_TASK TO CARRY OUT_. Your answer should be every line of the entries that has the string "pink" in it.

[Stored data entries]
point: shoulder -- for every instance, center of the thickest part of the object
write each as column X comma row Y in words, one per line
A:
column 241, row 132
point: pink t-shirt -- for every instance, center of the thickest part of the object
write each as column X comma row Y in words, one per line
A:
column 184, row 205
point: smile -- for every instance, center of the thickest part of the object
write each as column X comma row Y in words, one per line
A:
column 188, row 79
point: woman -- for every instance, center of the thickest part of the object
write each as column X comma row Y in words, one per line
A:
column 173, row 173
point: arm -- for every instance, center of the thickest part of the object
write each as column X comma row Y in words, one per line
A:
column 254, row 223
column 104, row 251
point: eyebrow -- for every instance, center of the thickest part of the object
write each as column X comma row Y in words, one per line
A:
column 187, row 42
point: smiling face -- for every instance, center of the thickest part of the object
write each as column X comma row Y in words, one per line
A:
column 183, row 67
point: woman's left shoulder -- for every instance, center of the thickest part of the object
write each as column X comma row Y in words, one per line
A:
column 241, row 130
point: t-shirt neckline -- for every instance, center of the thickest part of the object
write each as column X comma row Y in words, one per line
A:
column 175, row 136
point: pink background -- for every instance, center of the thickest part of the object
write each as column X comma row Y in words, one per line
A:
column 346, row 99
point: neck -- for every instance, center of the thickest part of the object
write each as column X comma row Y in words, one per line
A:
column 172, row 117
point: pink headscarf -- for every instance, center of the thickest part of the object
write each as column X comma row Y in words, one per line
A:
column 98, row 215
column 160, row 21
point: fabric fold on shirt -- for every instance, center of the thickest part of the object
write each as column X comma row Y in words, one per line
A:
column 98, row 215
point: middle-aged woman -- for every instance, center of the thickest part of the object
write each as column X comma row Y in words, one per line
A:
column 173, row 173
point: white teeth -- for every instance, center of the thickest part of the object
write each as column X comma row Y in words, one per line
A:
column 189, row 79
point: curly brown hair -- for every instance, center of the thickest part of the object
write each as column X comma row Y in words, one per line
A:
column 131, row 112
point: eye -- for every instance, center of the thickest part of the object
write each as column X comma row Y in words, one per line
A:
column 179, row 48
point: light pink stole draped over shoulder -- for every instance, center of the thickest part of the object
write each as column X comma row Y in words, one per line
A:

_RESPONSE TO THE EXERCISE_.
point: pink t-shirt -- for every instance, center of the thickest part of the object
point: pink background -- for every instance, center of the thickest part of the object
point: pink headscarf -- for every instance, center of the thickest part of the object
point: light pink stole draped over shoulder -- for every instance, center of the thickest part of the object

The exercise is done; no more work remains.